§ **Task goal**
Copy every one of the following records line for line, leaving out the pictures.
BEGIN Listing
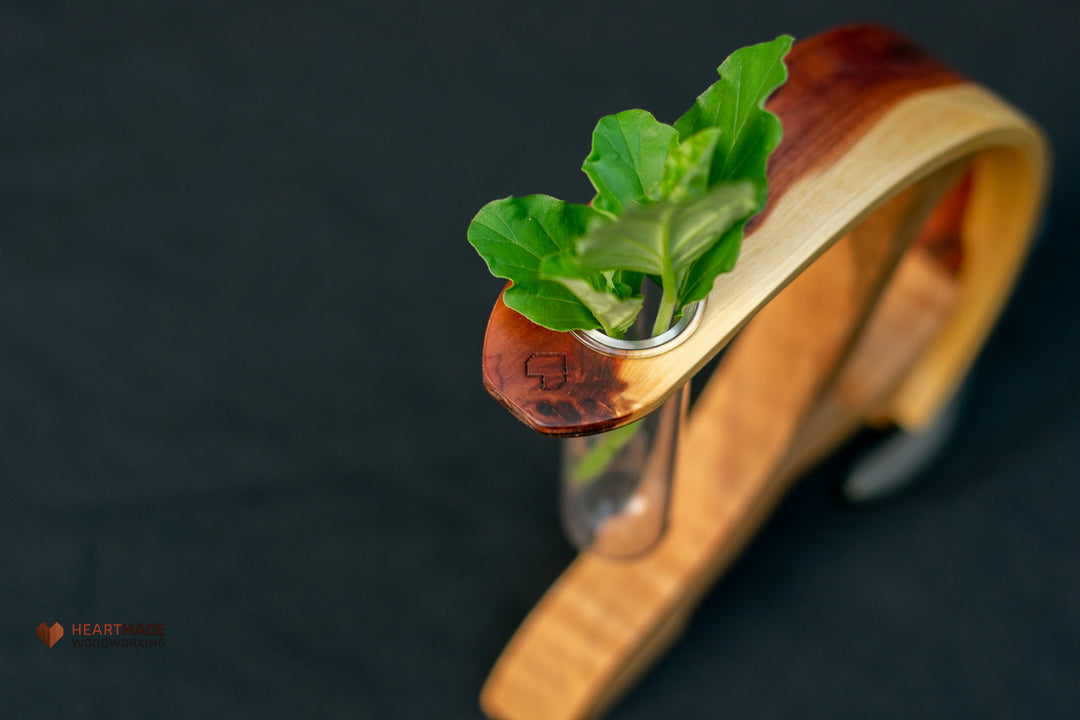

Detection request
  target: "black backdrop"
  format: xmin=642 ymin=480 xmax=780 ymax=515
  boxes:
xmin=0 ymin=0 xmax=1080 ymax=719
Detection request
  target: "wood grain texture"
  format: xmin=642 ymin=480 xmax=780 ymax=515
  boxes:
xmin=483 ymin=26 xmax=961 ymax=436
xmin=481 ymin=22 xmax=1048 ymax=720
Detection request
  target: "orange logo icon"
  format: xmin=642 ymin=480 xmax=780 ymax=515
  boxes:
xmin=38 ymin=623 xmax=64 ymax=648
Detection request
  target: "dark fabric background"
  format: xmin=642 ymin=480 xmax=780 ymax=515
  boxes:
xmin=0 ymin=0 xmax=1080 ymax=719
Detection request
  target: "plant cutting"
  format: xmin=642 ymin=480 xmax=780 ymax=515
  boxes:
xmin=468 ymin=36 xmax=793 ymax=555
xmin=468 ymin=36 xmax=792 ymax=338
xmin=481 ymin=25 xmax=1049 ymax=720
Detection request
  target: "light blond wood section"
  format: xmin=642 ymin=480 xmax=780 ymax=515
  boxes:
xmin=482 ymin=165 xmax=962 ymax=720
xmin=621 ymin=84 xmax=1048 ymax=427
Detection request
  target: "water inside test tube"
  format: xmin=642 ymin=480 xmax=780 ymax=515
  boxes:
xmin=559 ymin=383 xmax=690 ymax=558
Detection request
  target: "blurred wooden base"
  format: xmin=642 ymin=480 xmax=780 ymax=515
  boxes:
xmin=481 ymin=22 xmax=1047 ymax=720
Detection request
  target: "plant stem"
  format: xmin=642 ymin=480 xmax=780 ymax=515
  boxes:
xmin=652 ymin=268 xmax=678 ymax=337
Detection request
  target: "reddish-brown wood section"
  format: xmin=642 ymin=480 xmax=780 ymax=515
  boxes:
xmin=484 ymin=25 xmax=963 ymax=436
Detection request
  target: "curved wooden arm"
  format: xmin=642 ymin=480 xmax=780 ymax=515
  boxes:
xmin=482 ymin=26 xmax=1048 ymax=720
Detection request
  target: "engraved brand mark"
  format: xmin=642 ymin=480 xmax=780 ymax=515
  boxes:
xmin=525 ymin=353 xmax=566 ymax=390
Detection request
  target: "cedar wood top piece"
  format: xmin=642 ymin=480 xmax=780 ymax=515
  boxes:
xmin=483 ymin=26 xmax=963 ymax=436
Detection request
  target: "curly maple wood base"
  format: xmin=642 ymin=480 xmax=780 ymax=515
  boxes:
xmin=481 ymin=26 xmax=1048 ymax=720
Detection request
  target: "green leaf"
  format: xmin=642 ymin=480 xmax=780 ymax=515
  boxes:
xmin=468 ymin=195 xmax=603 ymax=330
xmin=540 ymin=252 xmax=644 ymax=337
xmin=581 ymin=110 xmax=678 ymax=215
xmin=675 ymin=35 xmax=793 ymax=197
xmin=576 ymin=182 xmax=757 ymax=279
xmin=660 ymin=127 xmax=720 ymax=201
xmin=675 ymin=35 xmax=793 ymax=308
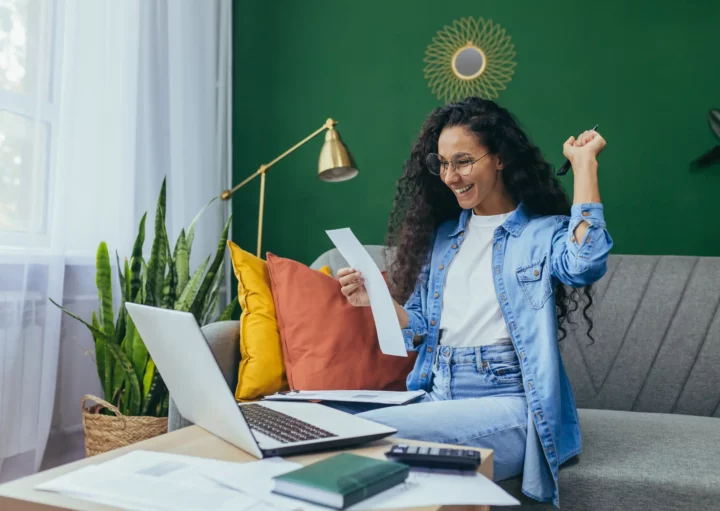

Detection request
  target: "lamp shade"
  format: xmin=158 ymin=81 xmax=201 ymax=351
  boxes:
xmin=318 ymin=128 xmax=358 ymax=183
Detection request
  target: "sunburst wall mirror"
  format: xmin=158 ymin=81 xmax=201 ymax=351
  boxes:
xmin=425 ymin=18 xmax=515 ymax=101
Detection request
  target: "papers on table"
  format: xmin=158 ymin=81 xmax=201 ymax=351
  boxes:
xmin=326 ymin=228 xmax=407 ymax=357
xmin=264 ymin=390 xmax=425 ymax=405
xmin=36 ymin=451 xmax=518 ymax=511
xmin=36 ymin=451 xmax=258 ymax=511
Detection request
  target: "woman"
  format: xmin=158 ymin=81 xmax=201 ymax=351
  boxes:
xmin=338 ymin=98 xmax=612 ymax=506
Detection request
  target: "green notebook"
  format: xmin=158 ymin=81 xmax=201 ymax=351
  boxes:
xmin=273 ymin=453 xmax=410 ymax=509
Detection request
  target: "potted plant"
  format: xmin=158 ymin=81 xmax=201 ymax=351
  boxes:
xmin=50 ymin=180 xmax=237 ymax=456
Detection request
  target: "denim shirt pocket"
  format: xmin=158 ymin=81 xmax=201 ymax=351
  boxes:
xmin=515 ymin=254 xmax=552 ymax=309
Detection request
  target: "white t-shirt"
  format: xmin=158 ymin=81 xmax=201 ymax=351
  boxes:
xmin=440 ymin=209 xmax=512 ymax=347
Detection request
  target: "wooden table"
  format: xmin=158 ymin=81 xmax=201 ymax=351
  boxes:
xmin=0 ymin=426 xmax=493 ymax=511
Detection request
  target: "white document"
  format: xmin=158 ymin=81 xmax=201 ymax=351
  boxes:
xmin=264 ymin=390 xmax=425 ymax=405
xmin=36 ymin=451 xmax=259 ymax=511
xmin=326 ymin=228 xmax=407 ymax=357
xmin=207 ymin=459 xmax=519 ymax=511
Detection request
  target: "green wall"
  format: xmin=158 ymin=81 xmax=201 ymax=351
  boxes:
xmin=233 ymin=0 xmax=720 ymax=264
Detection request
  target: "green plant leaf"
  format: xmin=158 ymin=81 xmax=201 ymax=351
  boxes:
xmin=49 ymin=298 xmax=140 ymax=415
xmin=91 ymin=310 xmax=112 ymax=401
xmin=215 ymin=296 xmax=238 ymax=322
xmin=115 ymin=303 xmax=127 ymax=344
xmin=120 ymin=315 xmax=134 ymax=362
xmin=130 ymin=213 xmax=147 ymax=302
xmin=158 ymin=392 xmax=170 ymax=417
xmin=107 ymin=360 xmax=129 ymax=413
xmin=140 ymin=367 xmax=167 ymax=415
xmin=145 ymin=179 xmax=167 ymax=307
xmin=190 ymin=215 xmax=232 ymax=322
xmin=162 ymin=238 xmax=178 ymax=309
xmin=175 ymin=256 xmax=210 ymax=312
xmin=143 ymin=358 xmax=155 ymax=401
xmin=173 ymin=229 xmax=190 ymax=302
xmin=140 ymin=259 xmax=148 ymax=303
xmin=115 ymin=250 xmax=130 ymax=302
xmin=187 ymin=197 xmax=217 ymax=259
xmin=107 ymin=343 xmax=141 ymax=415
xmin=95 ymin=241 xmax=115 ymax=341
xmin=201 ymin=260 xmax=225 ymax=325
xmin=131 ymin=328 xmax=148 ymax=393
xmin=200 ymin=294 xmax=220 ymax=325
xmin=123 ymin=257 xmax=132 ymax=301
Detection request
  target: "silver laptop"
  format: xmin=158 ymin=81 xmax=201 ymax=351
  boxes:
xmin=125 ymin=303 xmax=397 ymax=458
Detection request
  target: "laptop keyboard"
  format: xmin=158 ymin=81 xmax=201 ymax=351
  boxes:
xmin=240 ymin=404 xmax=337 ymax=444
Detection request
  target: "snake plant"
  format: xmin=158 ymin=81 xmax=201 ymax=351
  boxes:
xmin=50 ymin=180 xmax=237 ymax=417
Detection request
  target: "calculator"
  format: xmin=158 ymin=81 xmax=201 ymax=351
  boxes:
xmin=385 ymin=444 xmax=481 ymax=470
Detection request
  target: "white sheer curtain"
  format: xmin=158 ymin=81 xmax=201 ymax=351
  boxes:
xmin=0 ymin=0 xmax=231 ymax=482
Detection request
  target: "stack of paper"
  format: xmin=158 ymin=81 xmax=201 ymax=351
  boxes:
xmin=36 ymin=451 xmax=268 ymax=511
xmin=36 ymin=451 xmax=519 ymax=511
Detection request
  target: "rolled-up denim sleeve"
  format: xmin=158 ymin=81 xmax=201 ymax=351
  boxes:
xmin=551 ymin=203 xmax=613 ymax=287
xmin=402 ymin=265 xmax=430 ymax=351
END Listing
§ **Worked answer**
Detection request
  target: "black backdrop"
  format: xmin=642 ymin=480 xmax=780 ymax=515
  boxes:
xmin=0 ymin=0 xmax=1080 ymax=719
Detection request
  target: "wood grain texture"
  format: xmin=642 ymin=480 xmax=780 ymax=515
  boxes:
xmin=483 ymin=26 xmax=961 ymax=436
xmin=481 ymin=22 xmax=1048 ymax=720
Detection request
  target: "orange logo icon"
  format: xmin=642 ymin=480 xmax=780 ymax=515
  boxes:
xmin=38 ymin=623 xmax=64 ymax=648
Detection request
  target: "dark fabric background"
  format: xmin=642 ymin=480 xmax=780 ymax=515
  boxes:
xmin=0 ymin=0 xmax=1080 ymax=719
Detection request
  target: "plant cutting"
  format: xmin=642 ymin=480 xmax=780 ymax=515
  boxes:
xmin=468 ymin=36 xmax=793 ymax=555
xmin=468 ymin=36 xmax=792 ymax=338
xmin=481 ymin=25 xmax=1049 ymax=720
Detection request
  target: "light blond wood section"
  format: xmin=642 ymin=480 xmax=780 ymax=515
  boxes:
xmin=482 ymin=165 xmax=962 ymax=720
xmin=621 ymin=84 xmax=1048 ymax=427
Detection request
  target: "water inside test tube"
  format: xmin=642 ymin=480 xmax=780 ymax=515
  boxes:
xmin=559 ymin=383 xmax=690 ymax=558
Detection request
  target: "blurred wooden base"
  format: xmin=642 ymin=480 xmax=780 ymax=515
  boxes:
xmin=481 ymin=22 xmax=1047 ymax=720
Detection request
  target: "plant stem"
  format: xmin=642 ymin=480 xmax=780 ymax=515
  boxes:
xmin=652 ymin=268 xmax=678 ymax=337
Detection request
  target: "reddish-brown wood section"
  format: xmin=642 ymin=480 xmax=780 ymax=515
  boxes:
xmin=484 ymin=25 xmax=963 ymax=436
Detection request
  target: "curved wooden arm"
  format: xmin=642 ymin=480 xmax=780 ymax=515
  boxes:
xmin=482 ymin=26 xmax=1048 ymax=720
Detection request
  target: "engraved brand mark"
  format: xmin=642 ymin=480 xmax=780 ymax=515
  boxes:
xmin=525 ymin=353 xmax=566 ymax=390
Detection request
  target: "cedar wood top piece"
  format: xmin=642 ymin=480 xmax=780 ymax=515
  boxes:
xmin=483 ymin=26 xmax=963 ymax=436
Detection request
  target: "curly maple wood base"
  format: xmin=642 ymin=480 xmax=780 ymax=515
  boxes:
xmin=481 ymin=26 xmax=1048 ymax=720
Detection request
  target: "green leaf"
  format: xmin=642 ymin=480 xmax=780 ymax=515
  boxes:
xmin=468 ymin=195 xmax=603 ymax=330
xmin=540 ymin=252 xmax=644 ymax=337
xmin=581 ymin=110 xmax=678 ymax=215
xmin=675 ymin=35 xmax=793 ymax=197
xmin=576 ymin=182 xmax=757 ymax=279
xmin=660 ymin=127 xmax=720 ymax=201
xmin=675 ymin=35 xmax=793 ymax=308

Detection request
  target: "lamp shade"
  format: xmin=158 ymin=81 xmax=201 ymax=351
  boxes:
xmin=318 ymin=128 xmax=358 ymax=183
Detection request
  target: "sunburst wall mirror"
  format: xmin=158 ymin=81 xmax=201 ymax=351
  boxes:
xmin=425 ymin=18 xmax=515 ymax=101
Detection request
  target: "papers on table"
  format: xmin=158 ymin=81 xmax=201 ymax=351
  boxes:
xmin=326 ymin=228 xmax=407 ymax=357
xmin=264 ymin=390 xmax=425 ymax=405
xmin=36 ymin=451 xmax=518 ymax=511
xmin=36 ymin=451 xmax=258 ymax=511
Detection request
  target: "woman"
  format: xmin=158 ymin=81 xmax=201 ymax=351
  boxes:
xmin=338 ymin=98 xmax=612 ymax=506
Detection request
  target: "green notebook"
  format: xmin=158 ymin=81 xmax=201 ymax=351
  boxes:
xmin=273 ymin=453 xmax=410 ymax=509
Detection request
  target: "potted plant"
  format: xmin=158 ymin=81 xmax=201 ymax=351
  boxes:
xmin=50 ymin=180 xmax=237 ymax=456
Detection request
  target: "denim shirt pocket"
  format: xmin=158 ymin=81 xmax=201 ymax=351
  boxes:
xmin=515 ymin=254 xmax=552 ymax=309
Detection request
  target: "white t-shirt"
  format: xmin=158 ymin=81 xmax=201 ymax=351
  boxes:
xmin=440 ymin=209 xmax=512 ymax=347
Detection request
  target: "wooden table"
  format: xmin=158 ymin=81 xmax=201 ymax=351
  boxes:
xmin=0 ymin=426 xmax=493 ymax=511
Detection request
  target: "white document"
  format: xmin=158 ymin=81 xmax=201 ymax=351
  boxes:
xmin=264 ymin=390 xmax=425 ymax=405
xmin=36 ymin=451 xmax=259 ymax=511
xmin=326 ymin=228 xmax=407 ymax=357
xmin=207 ymin=459 xmax=519 ymax=511
Detection request
  target: "green wall"
  format: xmin=158 ymin=81 xmax=201 ymax=351
  boxes:
xmin=233 ymin=0 xmax=720 ymax=264
Detection request
  target: "green plant leaf"
  format: xmin=158 ymin=81 xmax=201 ymax=351
  boxes:
xmin=49 ymin=298 xmax=140 ymax=415
xmin=91 ymin=310 xmax=112 ymax=401
xmin=215 ymin=296 xmax=238 ymax=322
xmin=115 ymin=303 xmax=127 ymax=344
xmin=120 ymin=315 xmax=134 ymax=362
xmin=130 ymin=213 xmax=147 ymax=302
xmin=158 ymin=392 xmax=170 ymax=417
xmin=107 ymin=360 xmax=129 ymax=413
xmin=140 ymin=367 xmax=167 ymax=415
xmin=145 ymin=179 xmax=167 ymax=307
xmin=190 ymin=215 xmax=232 ymax=322
xmin=162 ymin=238 xmax=178 ymax=309
xmin=175 ymin=256 xmax=210 ymax=312
xmin=143 ymin=358 xmax=155 ymax=401
xmin=173 ymin=229 xmax=190 ymax=302
xmin=140 ymin=259 xmax=148 ymax=303
xmin=115 ymin=250 xmax=130 ymax=302
xmin=187 ymin=197 xmax=217 ymax=259
xmin=107 ymin=343 xmax=141 ymax=415
xmin=95 ymin=241 xmax=115 ymax=341
xmin=201 ymin=260 xmax=225 ymax=325
xmin=131 ymin=328 xmax=148 ymax=393
xmin=200 ymin=294 xmax=220 ymax=325
xmin=123 ymin=257 xmax=132 ymax=301
Detection request
  target: "silver laptop"
  format: xmin=158 ymin=81 xmax=201 ymax=351
  boxes:
xmin=125 ymin=303 xmax=397 ymax=458
Detection request
  target: "laptop keyboard"
  format: xmin=158 ymin=81 xmax=201 ymax=351
  boxes:
xmin=240 ymin=404 xmax=337 ymax=444
Detection request
  target: "snake plant"
  format: xmin=158 ymin=81 xmax=201 ymax=351
  boxes:
xmin=50 ymin=180 xmax=237 ymax=417
Detection request
  target: "calculator"
  format: xmin=158 ymin=81 xmax=201 ymax=351
  boxes:
xmin=385 ymin=444 xmax=481 ymax=470
Detection request
  target: "white sheer curtain"
  format: xmin=158 ymin=81 xmax=201 ymax=351
  boxes:
xmin=0 ymin=0 xmax=231 ymax=482
Detection request
  target: "stack of paper"
  format: xmin=158 ymin=81 xmax=201 ymax=351
  boxes:
xmin=36 ymin=451 xmax=268 ymax=511
xmin=36 ymin=451 xmax=519 ymax=511
Detection request
  target: "rolled-up denim sleeve"
  format: xmin=158 ymin=81 xmax=201 ymax=351
  boxes:
xmin=551 ymin=203 xmax=613 ymax=287
xmin=402 ymin=265 xmax=430 ymax=351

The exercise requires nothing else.